## TRECHO
◆ ◆ ◆

Tema-Livre 07: Sede de afeto: reflexões a partir do atendimento a uma paciente psicótica
Izabela Guedes
RESUMO
A partir do relato clínico do atendimento a uma paciente psicótica, pretendo questionar não só de que forma o terapeuta se implica no crescimento das relações que estabelece com seus clientes, mas também promover algumas reflexões, tomando como base conceitos da Gestalt-terapia, quais sejam: contato, fronteiras de contato, psicodiagnóstico e fenomenologia.
Logo que me deparei com o tema “Possibilidades e impasses da Gestalt-terapia na humanização”, imediatamente fiquei inquieta com essa dúvida: de que forma, no meu dia a dia de trabalho, no encontro cotidiano com meus clientes e suas dores existenciais, lido com as dificuldades desse encontro, como por exemplo, a angústia da impotência, o meu reconhecimento na aflição do outro, a minha condição demasiadamente humana? Como posso me implicar no crescimento das relações que vivo como terapeuta? De que forma é possível contribuir para que cada indivíduo encontre sua maneira de ser livre? Transformar _formar novas feições_ é um grande desafio! Modificar-nos, expandir-nos, recriar-nos a cada instante, esse é um dos papéis que ocupo nesse lugar de psicoterapeuta: vislumbrar potencialidades que podem transformar pessoas, vidas. E assumir a responsabilidade de estar junto ao outro nesse processo de resgate de humanidade é uma tarefa ao mesmo tempo hercúlea e fascinante. É me dar conta do quanto me reúno com minha própria humanidade e acreditar, acima de tudo, na possibilidade de nos curarmos através da relação, da troca, pois é aí que nos reconhecemos como iguais: seres sedentos de afeto, de laços, de calor humano.

◆ ◆ ◆

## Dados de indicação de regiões
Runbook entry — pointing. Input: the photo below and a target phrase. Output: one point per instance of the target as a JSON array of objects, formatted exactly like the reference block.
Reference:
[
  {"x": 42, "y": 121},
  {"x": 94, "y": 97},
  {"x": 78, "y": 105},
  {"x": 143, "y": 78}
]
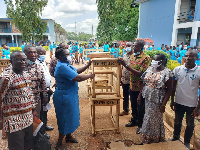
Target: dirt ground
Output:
[{"x": 84, "y": 135}]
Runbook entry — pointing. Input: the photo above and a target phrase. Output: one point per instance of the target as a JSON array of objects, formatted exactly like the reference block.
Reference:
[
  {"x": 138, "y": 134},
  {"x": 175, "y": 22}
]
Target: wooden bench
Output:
[{"x": 105, "y": 98}]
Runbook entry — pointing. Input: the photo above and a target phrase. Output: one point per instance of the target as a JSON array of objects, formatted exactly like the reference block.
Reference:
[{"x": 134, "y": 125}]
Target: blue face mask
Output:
[
  {"x": 42, "y": 58},
  {"x": 138, "y": 53},
  {"x": 69, "y": 58},
  {"x": 30, "y": 62}
]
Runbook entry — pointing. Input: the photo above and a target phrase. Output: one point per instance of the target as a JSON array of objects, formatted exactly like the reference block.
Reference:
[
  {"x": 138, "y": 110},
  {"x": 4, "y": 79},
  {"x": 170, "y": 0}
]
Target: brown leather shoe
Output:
[{"x": 123, "y": 113}]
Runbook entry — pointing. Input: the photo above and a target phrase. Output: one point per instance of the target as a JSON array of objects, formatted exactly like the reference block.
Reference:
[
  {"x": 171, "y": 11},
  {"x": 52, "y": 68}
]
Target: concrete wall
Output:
[
  {"x": 156, "y": 21},
  {"x": 51, "y": 31}
]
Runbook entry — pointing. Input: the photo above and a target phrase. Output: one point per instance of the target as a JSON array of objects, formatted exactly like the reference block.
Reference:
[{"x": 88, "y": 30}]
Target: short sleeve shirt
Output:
[
  {"x": 139, "y": 63},
  {"x": 188, "y": 85},
  {"x": 125, "y": 73}
]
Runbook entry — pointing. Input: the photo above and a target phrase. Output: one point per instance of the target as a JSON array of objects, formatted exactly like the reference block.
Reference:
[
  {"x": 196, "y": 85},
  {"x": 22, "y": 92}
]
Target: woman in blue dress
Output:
[
  {"x": 65, "y": 98},
  {"x": 5, "y": 52},
  {"x": 173, "y": 57}
]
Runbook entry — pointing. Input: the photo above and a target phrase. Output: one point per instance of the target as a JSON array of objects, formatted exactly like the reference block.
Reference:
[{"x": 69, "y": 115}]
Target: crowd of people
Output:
[
  {"x": 152, "y": 84},
  {"x": 25, "y": 91}
]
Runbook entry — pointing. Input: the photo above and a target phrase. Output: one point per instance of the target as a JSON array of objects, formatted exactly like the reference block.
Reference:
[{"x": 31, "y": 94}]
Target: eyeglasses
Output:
[{"x": 20, "y": 60}]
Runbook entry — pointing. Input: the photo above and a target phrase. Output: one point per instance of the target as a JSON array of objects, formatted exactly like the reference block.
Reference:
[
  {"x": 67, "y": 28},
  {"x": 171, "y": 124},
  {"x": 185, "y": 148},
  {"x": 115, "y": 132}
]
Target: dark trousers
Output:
[
  {"x": 21, "y": 140},
  {"x": 43, "y": 116},
  {"x": 137, "y": 110},
  {"x": 179, "y": 114},
  {"x": 126, "y": 88}
]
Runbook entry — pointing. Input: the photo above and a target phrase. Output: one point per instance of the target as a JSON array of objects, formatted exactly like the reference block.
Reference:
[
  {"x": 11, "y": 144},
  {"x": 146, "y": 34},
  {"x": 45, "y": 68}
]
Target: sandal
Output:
[
  {"x": 71, "y": 140},
  {"x": 58, "y": 145}
]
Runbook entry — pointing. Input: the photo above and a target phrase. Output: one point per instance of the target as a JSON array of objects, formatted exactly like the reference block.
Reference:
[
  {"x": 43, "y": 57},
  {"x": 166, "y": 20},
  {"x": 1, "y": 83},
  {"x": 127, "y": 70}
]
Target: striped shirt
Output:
[{"x": 16, "y": 101}]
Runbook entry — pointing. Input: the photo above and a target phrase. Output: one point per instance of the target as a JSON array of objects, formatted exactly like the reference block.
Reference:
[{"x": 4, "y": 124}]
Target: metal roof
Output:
[{"x": 140, "y": 1}]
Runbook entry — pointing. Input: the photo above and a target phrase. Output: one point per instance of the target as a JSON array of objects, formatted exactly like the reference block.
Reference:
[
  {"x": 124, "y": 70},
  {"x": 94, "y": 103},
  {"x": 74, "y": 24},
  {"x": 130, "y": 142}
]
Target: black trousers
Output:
[
  {"x": 21, "y": 140},
  {"x": 137, "y": 110},
  {"x": 179, "y": 114},
  {"x": 126, "y": 89}
]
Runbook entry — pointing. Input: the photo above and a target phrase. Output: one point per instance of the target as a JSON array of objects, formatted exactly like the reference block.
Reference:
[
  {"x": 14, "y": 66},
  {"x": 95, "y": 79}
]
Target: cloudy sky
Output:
[{"x": 67, "y": 12}]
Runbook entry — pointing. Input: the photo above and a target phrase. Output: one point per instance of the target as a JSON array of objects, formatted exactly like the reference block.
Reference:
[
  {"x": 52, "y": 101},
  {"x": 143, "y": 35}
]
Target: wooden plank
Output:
[{"x": 105, "y": 102}]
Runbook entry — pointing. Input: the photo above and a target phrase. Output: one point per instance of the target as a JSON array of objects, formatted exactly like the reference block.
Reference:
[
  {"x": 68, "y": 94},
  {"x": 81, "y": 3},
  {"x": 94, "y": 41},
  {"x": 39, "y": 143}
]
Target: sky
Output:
[{"x": 67, "y": 12}]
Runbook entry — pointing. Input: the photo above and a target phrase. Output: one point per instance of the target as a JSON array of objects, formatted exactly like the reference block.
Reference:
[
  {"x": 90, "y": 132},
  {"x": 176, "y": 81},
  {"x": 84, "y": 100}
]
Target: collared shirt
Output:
[
  {"x": 52, "y": 66},
  {"x": 139, "y": 63},
  {"x": 51, "y": 47},
  {"x": 16, "y": 101},
  {"x": 47, "y": 75},
  {"x": 188, "y": 85},
  {"x": 38, "y": 80},
  {"x": 125, "y": 73}
]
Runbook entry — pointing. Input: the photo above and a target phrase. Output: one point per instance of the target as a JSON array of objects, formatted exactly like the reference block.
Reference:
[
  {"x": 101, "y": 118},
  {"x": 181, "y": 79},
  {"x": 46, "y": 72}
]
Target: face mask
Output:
[
  {"x": 128, "y": 49},
  {"x": 138, "y": 53},
  {"x": 42, "y": 58},
  {"x": 155, "y": 64},
  {"x": 30, "y": 62},
  {"x": 69, "y": 58}
]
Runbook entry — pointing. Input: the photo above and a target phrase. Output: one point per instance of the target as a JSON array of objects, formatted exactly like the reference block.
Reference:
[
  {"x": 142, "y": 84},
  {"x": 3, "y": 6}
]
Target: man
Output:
[
  {"x": 139, "y": 62},
  {"x": 41, "y": 57},
  {"x": 53, "y": 61},
  {"x": 37, "y": 77},
  {"x": 51, "y": 50},
  {"x": 81, "y": 53},
  {"x": 54, "y": 47},
  {"x": 76, "y": 53},
  {"x": 186, "y": 79},
  {"x": 17, "y": 104},
  {"x": 125, "y": 80},
  {"x": 23, "y": 45}
]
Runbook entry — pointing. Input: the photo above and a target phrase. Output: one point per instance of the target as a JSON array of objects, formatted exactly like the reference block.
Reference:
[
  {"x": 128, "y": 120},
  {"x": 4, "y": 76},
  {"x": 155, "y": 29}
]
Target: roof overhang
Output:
[{"x": 140, "y": 1}]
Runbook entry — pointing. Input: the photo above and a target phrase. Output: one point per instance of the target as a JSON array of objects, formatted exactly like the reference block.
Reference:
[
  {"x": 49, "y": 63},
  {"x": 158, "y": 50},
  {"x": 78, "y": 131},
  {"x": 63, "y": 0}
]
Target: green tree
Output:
[
  {"x": 26, "y": 16},
  {"x": 117, "y": 20}
]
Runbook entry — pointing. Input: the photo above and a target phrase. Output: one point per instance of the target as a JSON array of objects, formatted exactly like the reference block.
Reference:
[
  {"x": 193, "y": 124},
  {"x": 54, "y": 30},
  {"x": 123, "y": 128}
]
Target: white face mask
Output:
[
  {"x": 128, "y": 49},
  {"x": 30, "y": 62},
  {"x": 155, "y": 64}
]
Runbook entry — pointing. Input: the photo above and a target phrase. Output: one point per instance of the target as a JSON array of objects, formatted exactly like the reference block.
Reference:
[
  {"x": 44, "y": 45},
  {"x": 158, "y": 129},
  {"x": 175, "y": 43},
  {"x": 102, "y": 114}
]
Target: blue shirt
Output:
[
  {"x": 76, "y": 48},
  {"x": 106, "y": 48},
  {"x": 54, "y": 46},
  {"x": 22, "y": 47},
  {"x": 51, "y": 47},
  {"x": 80, "y": 50}
]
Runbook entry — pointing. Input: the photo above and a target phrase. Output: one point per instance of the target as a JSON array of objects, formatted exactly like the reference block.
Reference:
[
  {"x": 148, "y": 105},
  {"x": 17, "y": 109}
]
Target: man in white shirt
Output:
[
  {"x": 41, "y": 57},
  {"x": 187, "y": 98}
]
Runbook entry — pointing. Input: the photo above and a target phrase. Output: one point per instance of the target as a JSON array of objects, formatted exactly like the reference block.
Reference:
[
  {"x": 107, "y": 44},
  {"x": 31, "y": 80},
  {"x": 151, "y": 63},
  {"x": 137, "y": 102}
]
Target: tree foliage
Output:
[
  {"x": 81, "y": 36},
  {"x": 26, "y": 17},
  {"x": 117, "y": 20}
]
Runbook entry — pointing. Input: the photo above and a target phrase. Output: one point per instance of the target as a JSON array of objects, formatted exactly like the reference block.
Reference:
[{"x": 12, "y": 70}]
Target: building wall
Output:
[
  {"x": 51, "y": 31},
  {"x": 156, "y": 21}
]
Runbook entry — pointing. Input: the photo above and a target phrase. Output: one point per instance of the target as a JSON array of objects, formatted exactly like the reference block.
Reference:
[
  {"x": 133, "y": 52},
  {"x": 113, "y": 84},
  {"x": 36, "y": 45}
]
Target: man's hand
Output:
[
  {"x": 92, "y": 76},
  {"x": 162, "y": 109},
  {"x": 194, "y": 113},
  {"x": 121, "y": 61},
  {"x": 35, "y": 114},
  {"x": 89, "y": 63},
  {"x": 172, "y": 105}
]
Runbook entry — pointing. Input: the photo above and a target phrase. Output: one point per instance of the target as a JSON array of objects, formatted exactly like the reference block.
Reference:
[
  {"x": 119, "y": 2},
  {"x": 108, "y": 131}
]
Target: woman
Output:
[
  {"x": 65, "y": 98},
  {"x": 5, "y": 52},
  {"x": 157, "y": 87},
  {"x": 173, "y": 54}
]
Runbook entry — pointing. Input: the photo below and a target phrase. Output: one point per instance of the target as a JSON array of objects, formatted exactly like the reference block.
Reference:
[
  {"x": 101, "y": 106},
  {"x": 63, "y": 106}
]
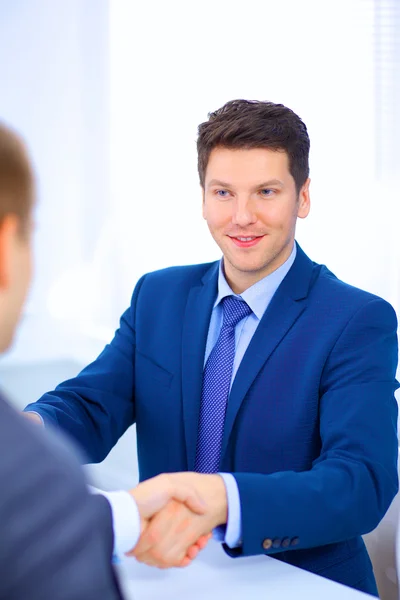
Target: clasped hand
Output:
[{"x": 178, "y": 513}]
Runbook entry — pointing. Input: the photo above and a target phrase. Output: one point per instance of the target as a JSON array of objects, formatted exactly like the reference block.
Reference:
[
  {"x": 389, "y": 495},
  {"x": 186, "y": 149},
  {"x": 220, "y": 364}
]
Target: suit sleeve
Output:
[
  {"x": 353, "y": 481},
  {"x": 96, "y": 407},
  {"x": 56, "y": 539}
]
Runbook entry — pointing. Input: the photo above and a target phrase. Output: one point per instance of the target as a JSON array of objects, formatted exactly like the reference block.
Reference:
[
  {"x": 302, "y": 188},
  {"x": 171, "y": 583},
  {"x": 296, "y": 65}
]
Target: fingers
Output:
[{"x": 170, "y": 540}]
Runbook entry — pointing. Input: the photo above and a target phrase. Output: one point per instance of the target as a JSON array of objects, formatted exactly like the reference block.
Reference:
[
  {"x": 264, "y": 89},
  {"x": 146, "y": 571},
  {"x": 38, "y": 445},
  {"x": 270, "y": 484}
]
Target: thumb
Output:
[{"x": 190, "y": 497}]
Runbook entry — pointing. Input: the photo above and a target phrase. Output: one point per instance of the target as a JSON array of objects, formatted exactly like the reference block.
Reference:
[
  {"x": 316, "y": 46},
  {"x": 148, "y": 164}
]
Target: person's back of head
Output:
[
  {"x": 246, "y": 124},
  {"x": 16, "y": 204}
]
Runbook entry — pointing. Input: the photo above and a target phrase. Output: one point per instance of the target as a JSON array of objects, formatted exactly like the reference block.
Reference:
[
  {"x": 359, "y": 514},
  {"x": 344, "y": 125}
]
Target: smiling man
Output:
[{"x": 267, "y": 378}]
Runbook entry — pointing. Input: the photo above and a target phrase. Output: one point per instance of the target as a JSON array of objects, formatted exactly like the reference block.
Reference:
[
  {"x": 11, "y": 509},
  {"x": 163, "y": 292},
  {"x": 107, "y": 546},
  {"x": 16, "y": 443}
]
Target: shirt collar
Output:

◆ ◆ ◆

## TAREFA A
Segundo o trecho, em quais conceitos da Gestalt-terapia as reflexões se baseiam?
## TAREFA B
Passe para o inglês esta frase do trecho: "Como posso me implicar no crescimento das relações que vivo como terapeuta?"
Os registros vêm de uma fonte diferente da do trecho.

## RESPOSTA A
Contato, fronteiras de contato, psicodiagnóstico e fenomenologia.

## RESPOSTA B
How can I involve myself in the growth of the relationships I live as a therapist?